◆ Problem to work on
Write out every entry precisely as given, leaving the pictures out.

◆ Source material

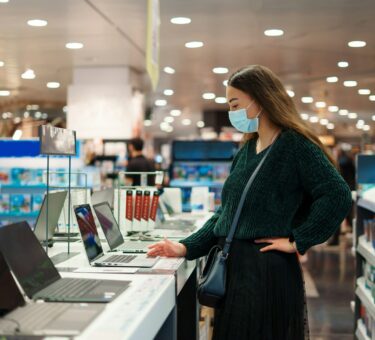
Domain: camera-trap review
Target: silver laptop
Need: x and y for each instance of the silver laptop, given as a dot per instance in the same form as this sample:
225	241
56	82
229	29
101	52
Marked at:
56	202
51	319
112	232
93	247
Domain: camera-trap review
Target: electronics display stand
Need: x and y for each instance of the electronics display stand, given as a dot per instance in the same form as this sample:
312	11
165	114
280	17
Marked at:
159	176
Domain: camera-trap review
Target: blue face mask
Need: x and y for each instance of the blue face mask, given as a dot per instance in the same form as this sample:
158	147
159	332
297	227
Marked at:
240	121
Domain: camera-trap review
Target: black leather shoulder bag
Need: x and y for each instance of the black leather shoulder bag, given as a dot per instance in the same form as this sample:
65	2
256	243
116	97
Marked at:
212	283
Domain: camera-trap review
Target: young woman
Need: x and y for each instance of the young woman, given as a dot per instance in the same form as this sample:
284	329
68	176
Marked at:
297	200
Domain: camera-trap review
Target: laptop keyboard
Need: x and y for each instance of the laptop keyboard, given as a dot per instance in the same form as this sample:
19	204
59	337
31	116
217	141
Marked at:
33	316
121	258
65	288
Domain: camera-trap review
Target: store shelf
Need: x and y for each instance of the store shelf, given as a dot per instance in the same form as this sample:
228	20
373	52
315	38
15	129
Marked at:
366	250
365	296
361	331
366	204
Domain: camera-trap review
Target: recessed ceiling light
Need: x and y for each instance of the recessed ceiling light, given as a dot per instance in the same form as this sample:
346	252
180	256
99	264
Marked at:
208	95
333	108
180	21
357	43
220	70
350	83
320	105
186	122
364	92
53	85
175	113
290	93
275	32
194	44
220	100
168	92
307	100
314	119
169	119
28	74
74	45
343	112
4	93
37	22
160	102
169	70
342	64
332	79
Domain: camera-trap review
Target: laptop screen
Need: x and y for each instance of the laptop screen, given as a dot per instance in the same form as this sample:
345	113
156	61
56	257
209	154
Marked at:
27	259
89	232
10	296
109	225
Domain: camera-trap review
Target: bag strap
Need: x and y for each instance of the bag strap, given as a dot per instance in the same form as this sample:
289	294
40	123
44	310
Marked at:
233	227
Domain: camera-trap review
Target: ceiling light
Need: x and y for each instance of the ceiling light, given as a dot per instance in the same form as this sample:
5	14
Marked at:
364	92
307	100
273	32
342	64
332	79
53	85
4	93
343	112
333	108
169	119
175	113
320	105
17	135
186	122
28	74
314	119
220	100
160	102
305	116
350	83
169	70
37	22
208	95
194	44
168	92
180	21
290	93
357	43
74	45
220	70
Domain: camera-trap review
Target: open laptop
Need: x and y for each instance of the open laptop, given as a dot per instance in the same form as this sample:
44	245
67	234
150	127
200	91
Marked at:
112	232
39	278
93	247
35	318
56	202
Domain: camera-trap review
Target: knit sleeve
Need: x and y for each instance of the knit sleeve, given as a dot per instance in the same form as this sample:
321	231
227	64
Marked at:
331	196
200	243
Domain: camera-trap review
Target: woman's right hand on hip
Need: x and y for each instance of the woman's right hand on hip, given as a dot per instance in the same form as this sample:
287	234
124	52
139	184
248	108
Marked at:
167	248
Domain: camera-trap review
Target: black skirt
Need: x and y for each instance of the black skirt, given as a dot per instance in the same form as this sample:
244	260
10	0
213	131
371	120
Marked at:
265	297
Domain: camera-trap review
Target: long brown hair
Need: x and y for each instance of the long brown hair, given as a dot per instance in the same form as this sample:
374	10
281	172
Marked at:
266	89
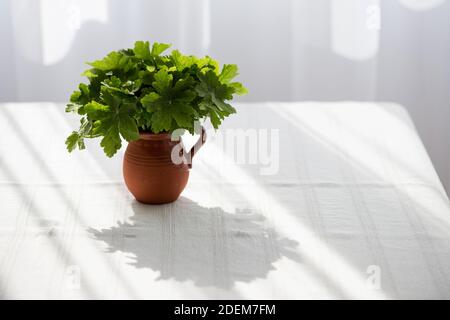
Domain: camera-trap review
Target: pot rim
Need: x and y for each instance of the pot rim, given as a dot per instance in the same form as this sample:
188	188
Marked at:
155	136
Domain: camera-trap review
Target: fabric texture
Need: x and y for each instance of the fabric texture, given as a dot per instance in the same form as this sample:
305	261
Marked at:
332	200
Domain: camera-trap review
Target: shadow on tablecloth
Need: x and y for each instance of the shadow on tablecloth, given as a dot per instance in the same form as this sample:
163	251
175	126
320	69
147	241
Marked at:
185	241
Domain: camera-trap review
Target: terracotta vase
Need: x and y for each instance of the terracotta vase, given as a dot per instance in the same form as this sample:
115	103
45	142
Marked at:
156	169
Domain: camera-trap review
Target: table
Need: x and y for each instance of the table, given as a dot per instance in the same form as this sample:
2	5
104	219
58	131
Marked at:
332	200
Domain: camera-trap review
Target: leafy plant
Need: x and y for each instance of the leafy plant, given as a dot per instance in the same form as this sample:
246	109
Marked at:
141	90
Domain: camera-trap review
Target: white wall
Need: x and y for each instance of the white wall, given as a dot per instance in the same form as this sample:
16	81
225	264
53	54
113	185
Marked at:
381	50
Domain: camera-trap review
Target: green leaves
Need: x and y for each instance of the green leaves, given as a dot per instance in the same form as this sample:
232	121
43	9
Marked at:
229	71
113	61
141	89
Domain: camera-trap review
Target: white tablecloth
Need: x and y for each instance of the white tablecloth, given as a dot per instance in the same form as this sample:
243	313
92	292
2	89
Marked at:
348	205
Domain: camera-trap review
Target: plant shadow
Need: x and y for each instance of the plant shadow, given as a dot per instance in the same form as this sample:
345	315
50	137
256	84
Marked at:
211	247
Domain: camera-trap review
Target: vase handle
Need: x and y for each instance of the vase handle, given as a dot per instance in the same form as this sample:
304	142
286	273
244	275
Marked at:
201	140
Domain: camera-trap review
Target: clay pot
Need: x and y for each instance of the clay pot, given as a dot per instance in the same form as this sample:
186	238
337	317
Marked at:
156	169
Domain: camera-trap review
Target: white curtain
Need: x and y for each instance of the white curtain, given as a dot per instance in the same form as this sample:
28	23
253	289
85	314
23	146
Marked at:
374	50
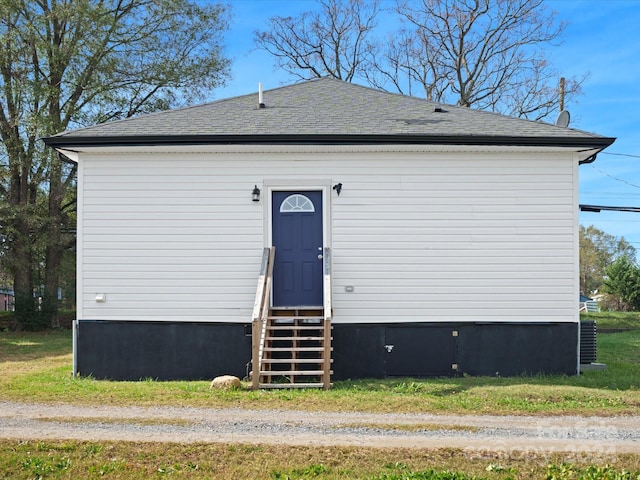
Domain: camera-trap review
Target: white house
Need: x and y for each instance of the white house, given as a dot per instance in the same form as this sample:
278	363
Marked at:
419	230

◆ Completed task
Domain: camera-trap review
Target: silver laptop
Need: x and y for each instance of the silver laptop, given as a dot per instance in the same form as this sample:
225	241
56	82
229	29
101	52
Marked at:
56	202
51	319
112	232
93	247
Domain: camera-trap review
Target: electronics display stand
Need: x and y for each instance of the electronics display stand, given as a dot per instance in the same form as this sample:
312	11
165	114
280	17
Marked at:
159	176
Domain: camera-trap review
Target: blue face mask
Need: x and y for each instance of the blue face mask, given as a dot per instance in the same form as this sample:
158	147
159	332
297	227
Marked at:
240	121
Domain: camera-trap review
Target: black leather shoulder bag
Need: x and y for each instance of the black leather shoulder bag, given as a dot per instance in the same form as this sample:
65	2
256	243
116	97
Marked at:
212	283
Domain: camera-trap review
Target: young woman
Need: x and y for each instance of the young woman, given as a dot per instance in the same form as this sample:
284	329
68	176
Marked at:
297	200
Domain: camera-trap review
Target: laptop keyboard
Need: x and y for each instance of the laptop keyboard, given as a dot per instance in the same form as this sample:
19	204
59	337
31	116
217	141
Marked at:
33	316
121	258
65	288
Domain: camera-trap review
Target: store shelf
Need: x and y for each instance of the store shelf, given as a dot per instance in the same form as this sample:
228	20
373	52
315	38
15	129
Marked at:
366	250
365	296
361	331
366	204
Domain: camera-trap review
Target: recessed ceiling light
Need: x and y for each instance of the recessed ceiling light, given as a dot per instance in the same form as this sample:
346	252
180	256
99	264
Marked at:
208	95
333	108
180	21
357	43
220	70
350	83
320	105
186	122
364	92
53	85
175	113
290	93
275	32
194	44
220	100
168	92
307	100
314	119
169	119
28	74
74	45
343	112
4	93
37	22
160	102
169	70
342	64
332	79
Domain: camera-trap review
Target: laptop screen
Need: x and y for each instance of the laptop screen, given as a dot per instance in the same form as this sample:
345	113
156	61
56	257
209	154
Marked at:
27	259
89	232
10	296
109	225
Domain: camera-trap review
Target: bag strap
Need: x and y for each instance of the bag strap, given as a dot per instance in the same form as this sample:
289	294
40	123
44	310
Marked at:
233	227
Domain: camera-trap review
Target: ceiling light
Need: x and y for each instance of the ceiling light, given as a dot per instance in the same form as this sample:
5	14
Marked at:
364	92
307	100
273	32
342	64
332	79
53	85
4	93
343	112
333	108
169	119
175	113
320	105
17	135
186	122
28	74
314	119
220	100
160	102
305	116
350	83
169	70
37	22
208	95
194	44
168	92
180	21
290	93
357	43
74	45
220	70
Domain: camera-trap review
Target: open laptop
Need: x and y for each instance of the open laptop, given as a dot per instance in the same form as this sample:
44	245
67	234
150	127
200	91
Marked at:
112	232
39	278
93	247
35	318
56	202
Domain: camera-trap review
Target: knit sleeve
Need: x and y for each instance of the knit sleeve, given as a dot per instance in the same form as this sample:
321	231
227	64
Marked at:
331	196
200	243
Domain: camera-trap review
Target: woman's right hand on hip
Need: x and y for each instance of the woman's right hand on hip, given as a dot per instance in the same form as this sample:
287	234
124	52
139	184
248	108
Marked at:
167	248
Domain: camera-trap review
Target: black skirt
Need: x and y for each instance of the black skirt, given as a dot per instance in the same form as this sample:
244	260
10	0
213	131
371	120
Marked at:
265	297
Domain: camera-trap review
Target: long brown hair
Need: x and y for each instance of the long brown hair, given as a dot per instance in the same form as this sample:
374	10
281	172
Marked at:
266	89
Domain: camera-trap review
Target: pot rim
Need: x and y for each instance of the pot rim, given as a dot per instance in the same form as this sample:
188	188
Marked at:
155	136
Domain: camera-trap review
Target: fabric texture
Need: x and y for each instance of the fabric texture, given as a dot per instance in the same form as this sample:
305	261
Marked at:
332	200
Domain: camera-trap review
Target: shadow on tablecloth
Need: x and y for each instance of the shadow on tablecloth, given as a dot per instance in the same form as this sample:
163	251
175	126
320	69
147	241
Marked at:
185	241
Domain: camera-trap review
Target: terracotta vase
Need: x and y for each instance of the terracotta vase, given as a dot per instance in the same form as this sample:
115	103
45	142
Marked at:
156	169
Domain: camera-trap review
Target: table
Need: x and y for each instance of the table, given as a dot per instance in the same form as this sample:
2	5
104	219
58	131
Marked at:
332	200
Domain: camera-trap review
Target: leafy plant
Need: x and y for each instance of the leafy plant, given as a dot per instance in the same form as this sample:
246	109
Marked at:
141	90
Domain: camera-trap review
Target: white wall
Need: x and y for each instance of the white wall, given as a dot per instance in the same form as this sample:
16	81
225	264
53	54
113	185
Marked at:
381	50
Domain: camera-trap review
Target: green leaves
Need: x and y for each instance of the green leaves, given as a dot per instance in the same form as this sample:
232	121
43	9
Marked at:
229	71
113	61
141	89
Domain: camera-trap review
Target: white tablecloth
Need: x and y for each instance of the white tablecloth, given as a dot per instance in the same form as this sample:
243	313
92	292
2	89
Marked at:
348	205
Domain: camera-trap review
Target: plant shadow
Need: x and y for each instance of the plant shadow, given as a dot per instance in the same form as this sample:
345	315
50	137
256	84
Marked at:
211	247
Domain: camera-trap review
Target: vase handle
Need: x and y for each instance of the vase handle, given as a dot per instance in the same form as this sample:
304	142
286	273
244	275
Marked at:
201	140
Domain: camera-trap review
Target: clay pot
Need: x and y for each instance of the clay pot, given as a dot per instance in the same form as this sample:
186	238
337	317
Marked at:
156	169
Domain: camera-trap review
Target: white curtain
Need: x and y for each instance of the white curtain, given as a dot per instance in the same form as this sample:
28	23
253	289
85	314
23	146
Marked at:
374	50
Domain: camera-trap review
Target: white house
Need: x and y for each instance of the white house, given as a dot per instance in the same form as this sample:
278	363
Marked at:
419	230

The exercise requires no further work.